▶ **Excerpted passage**:
☆ ☆ ☆

14. The opulence of the front office decor varies inversely with the fundamental solvency of the firm.
15. Tell a man there are 300 billion stars in the universe
and he'll believe you. Tell him a bench has wet paint on it and he'll have to touch it to be sure.
16. Always draw your curves, then plot your reading.
17. Nothing ever gets built on schedule or within budget.
18. All's well that ends.
19. A meeting is an event at which the minutes are kept and the hours are lost.
20. The first myth of management is that it exists.
21. A failure will not appear till a unit has passed final inspection.
22. New systems generate new problems.
23. To err is human, but to really foul things up requires a computer.
24. We don't know one millionth of one percent about anything.
25. Any given program, when running, is obsolete.
26. Nothing motivates a man more than to see his boss putting in an honest day's work.
27. Some people manage by the book, even though they don't know who wrote the book or even what book.
28. The primary function of the design engineer is
to make things difficult for the fabricator and impossible for the
serviceman.
29. After all is said and done, a heck of a lot more is said than done.
30. Any circuit design must contain at least one part
which is obsolete, two parts which are unobtainable and three parts which are still under development.
31. If mathematically you end up with the incorrect answer, try multiplying by the page number.
32. Computers are unreliable, but humans are even more
unreliable. Any system which depends on human reliability is unreliable.
33. Give all orders verbally. Never write anything down that might go into a "Pearl Harbor File".
34. Under the most rigorously controlled conditions
of pressure, temperature, volume, humidity, and other variables
the organism will do as it darn well pleases.

☆ ☆ ☆

[Data drawn from a collection]
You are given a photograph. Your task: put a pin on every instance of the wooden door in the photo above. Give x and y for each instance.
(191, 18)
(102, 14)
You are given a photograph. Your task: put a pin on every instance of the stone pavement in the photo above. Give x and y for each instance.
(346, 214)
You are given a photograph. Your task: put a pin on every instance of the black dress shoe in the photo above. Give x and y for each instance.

☆ ☆ ☆

▶ **Task list**:
1 > In the numbered list of sayings, how is a meeting defined?
2 > Please carry the numbered list of sayings forward, starting with a new entry after number 34.

▶ **Task-by-task results**:
1 > A meeting is an event at which the minutes are kept and the hours are lost.

2 >
35. The more cordial the buyer's secretary, the greater the odds that the competition already has the order.
36. In designing any type of construction, no overall
dimension can be totalled correctly after 4:30pm on Friday. The correct total will become self-evident at 8:15am on Monday.
37. Fill what's empty. Empty what's full. And scratch where it itches.
38. All things are possible except skiing through a revolving door.
39. The only perfect science is hind-sight.
40. Work smarder and not harder and be careful of yor speling.
41. If it's not in the computer, it doesn't exist.
42. If an experiment works, something has gone wrong.
43. When all else fails, read the instructions.
44. If there is a possibility of several things going
wrong the one that will cause the most damage will be the one to go
wrong.
45. Everything that goes up must come down.
46. Any instrument when dropped will roll into the least accessible corner.
47. Any simple theory will be worded in the most complicated way.
48. Build a system that even a fool can use and only a fool will want to use it.
49. The degree of technical competence is inversely
proportional to the level of management.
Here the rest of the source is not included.